Give only the number of lines in the records below that contain the word "blue".

Input records:
[Start of section]
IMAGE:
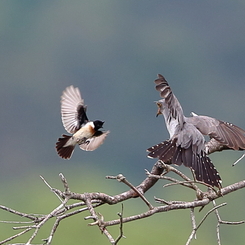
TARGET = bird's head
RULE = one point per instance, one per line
(98, 124)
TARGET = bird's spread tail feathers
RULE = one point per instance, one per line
(63, 150)
(204, 170)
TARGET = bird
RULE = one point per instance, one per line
(186, 144)
(85, 133)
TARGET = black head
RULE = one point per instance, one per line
(98, 124)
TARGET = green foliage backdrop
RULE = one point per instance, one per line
(112, 50)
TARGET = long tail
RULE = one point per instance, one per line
(170, 153)
(63, 150)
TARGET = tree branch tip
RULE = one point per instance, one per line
(90, 217)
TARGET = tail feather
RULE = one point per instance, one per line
(204, 169)
(63, 150)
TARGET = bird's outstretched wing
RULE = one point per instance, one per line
(186, 144)
(93, 143)
(228, 135)
(171, 108)
(73, 110)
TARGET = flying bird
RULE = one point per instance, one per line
(186, 144)
(85, 133)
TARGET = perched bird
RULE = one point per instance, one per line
(85, 133)
(186, 144)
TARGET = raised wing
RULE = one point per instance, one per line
(73, 110)
(93, 143)
(171, 108)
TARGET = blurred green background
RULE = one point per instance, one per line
(113, 50)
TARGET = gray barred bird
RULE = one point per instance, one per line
(186, 144)
(85, 133)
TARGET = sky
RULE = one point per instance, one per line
(113, 51)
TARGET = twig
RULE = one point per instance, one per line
(120, 228)
(195, 228)
(238, 160)
(122, 179)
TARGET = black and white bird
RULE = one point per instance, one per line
(85, 133)
(186, 144)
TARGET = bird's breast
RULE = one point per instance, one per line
(83, 134)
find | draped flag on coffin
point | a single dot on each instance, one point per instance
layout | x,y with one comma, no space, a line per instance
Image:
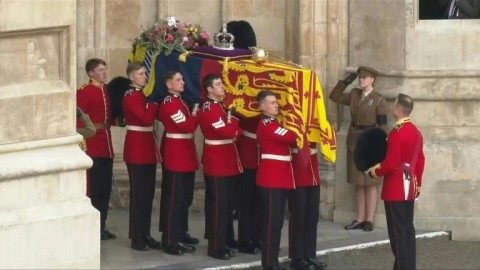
299,93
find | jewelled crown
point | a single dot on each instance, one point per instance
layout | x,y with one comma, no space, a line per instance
223,40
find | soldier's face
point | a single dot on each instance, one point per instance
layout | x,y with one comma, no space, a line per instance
176,84
269,106
366,82
139,77
99,73
217,90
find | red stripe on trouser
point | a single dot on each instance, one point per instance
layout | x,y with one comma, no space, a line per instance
132,201
291,230
216,211
88,183
269,224
172,200
397,249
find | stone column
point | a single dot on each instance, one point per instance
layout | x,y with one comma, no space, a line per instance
46,221
437,63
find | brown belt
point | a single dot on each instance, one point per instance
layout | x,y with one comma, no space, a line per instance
101,125
360,127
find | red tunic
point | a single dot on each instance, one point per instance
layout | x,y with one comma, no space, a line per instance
275,168
94,100
404,142
178,144
220,156
140,143
306,174
247,143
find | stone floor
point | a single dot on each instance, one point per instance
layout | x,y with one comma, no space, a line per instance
116,254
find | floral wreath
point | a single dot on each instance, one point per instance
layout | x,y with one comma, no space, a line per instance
168,35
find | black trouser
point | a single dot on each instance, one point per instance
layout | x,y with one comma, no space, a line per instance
142,191
101,185
273,211
189,188
218,210
304,204
401,232
161,224
175,206
250,210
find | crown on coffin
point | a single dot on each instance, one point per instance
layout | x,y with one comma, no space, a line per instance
223,40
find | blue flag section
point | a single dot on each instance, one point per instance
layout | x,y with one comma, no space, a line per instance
193,71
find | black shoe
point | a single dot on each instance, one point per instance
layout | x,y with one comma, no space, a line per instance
258,244
355,225
368,226
187,239
249,248
105,234
300,264
187,248
221,254
173,250
319,265
152,243
139,247
275,267
229,251
232,244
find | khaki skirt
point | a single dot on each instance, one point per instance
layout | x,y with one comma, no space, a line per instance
356,177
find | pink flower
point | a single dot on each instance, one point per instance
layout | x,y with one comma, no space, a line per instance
204,35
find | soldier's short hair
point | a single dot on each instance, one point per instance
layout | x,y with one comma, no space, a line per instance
93,63
208,80
133,66
406,103
169,74
263,94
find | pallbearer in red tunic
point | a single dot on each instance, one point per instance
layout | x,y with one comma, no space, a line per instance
221,166
250,218
402,170
181,162
93,99
141,154
304,204
274,175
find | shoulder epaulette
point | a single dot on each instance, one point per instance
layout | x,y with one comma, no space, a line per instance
206,106
167,99
129,92
401,124
83,86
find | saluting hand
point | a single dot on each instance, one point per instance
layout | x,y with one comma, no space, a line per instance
350,78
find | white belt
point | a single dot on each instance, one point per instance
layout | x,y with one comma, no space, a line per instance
276,157
179,135
218,142
249,134
313,151
138,128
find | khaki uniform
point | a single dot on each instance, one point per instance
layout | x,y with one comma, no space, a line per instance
364,114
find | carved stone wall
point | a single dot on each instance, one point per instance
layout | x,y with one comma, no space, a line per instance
46,221
436,62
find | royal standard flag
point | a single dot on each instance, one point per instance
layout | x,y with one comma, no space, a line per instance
299,96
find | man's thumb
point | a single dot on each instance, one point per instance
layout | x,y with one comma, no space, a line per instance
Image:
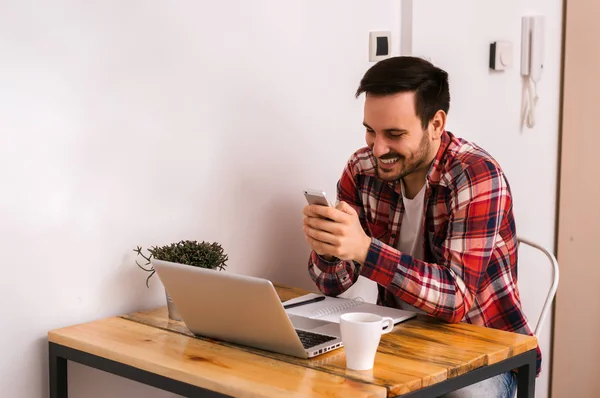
346,208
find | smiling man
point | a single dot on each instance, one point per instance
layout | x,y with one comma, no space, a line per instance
426,215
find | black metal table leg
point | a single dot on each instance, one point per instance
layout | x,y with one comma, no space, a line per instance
58,374
526,377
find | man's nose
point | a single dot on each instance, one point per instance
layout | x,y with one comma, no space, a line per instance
380,147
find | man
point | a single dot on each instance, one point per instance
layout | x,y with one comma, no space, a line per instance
426,215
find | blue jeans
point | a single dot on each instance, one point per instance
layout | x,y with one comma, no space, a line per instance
503,385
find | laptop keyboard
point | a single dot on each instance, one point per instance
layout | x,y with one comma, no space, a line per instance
310,339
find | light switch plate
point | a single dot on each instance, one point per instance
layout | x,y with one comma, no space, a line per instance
380,45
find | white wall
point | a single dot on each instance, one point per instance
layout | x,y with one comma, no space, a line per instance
486,107
144,122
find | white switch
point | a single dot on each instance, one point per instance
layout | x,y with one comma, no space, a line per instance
501,55
379,45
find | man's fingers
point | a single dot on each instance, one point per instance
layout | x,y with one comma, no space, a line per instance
346,208
325,212
321,236
323,225
319,247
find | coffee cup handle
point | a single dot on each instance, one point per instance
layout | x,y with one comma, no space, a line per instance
390,325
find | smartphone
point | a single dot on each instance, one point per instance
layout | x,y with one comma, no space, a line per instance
315,197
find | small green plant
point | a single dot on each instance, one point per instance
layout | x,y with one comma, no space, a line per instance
189,252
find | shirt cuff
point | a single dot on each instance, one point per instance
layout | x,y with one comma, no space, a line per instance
328,267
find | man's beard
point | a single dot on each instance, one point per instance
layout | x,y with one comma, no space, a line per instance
410,165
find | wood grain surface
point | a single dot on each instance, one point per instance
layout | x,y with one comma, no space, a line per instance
416,354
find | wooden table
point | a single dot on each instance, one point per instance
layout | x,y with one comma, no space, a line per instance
421,357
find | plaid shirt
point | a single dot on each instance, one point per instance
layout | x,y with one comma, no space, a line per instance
469,270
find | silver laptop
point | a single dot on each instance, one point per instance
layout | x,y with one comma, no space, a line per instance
243,310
[End of section]
Solution for this exercise: 2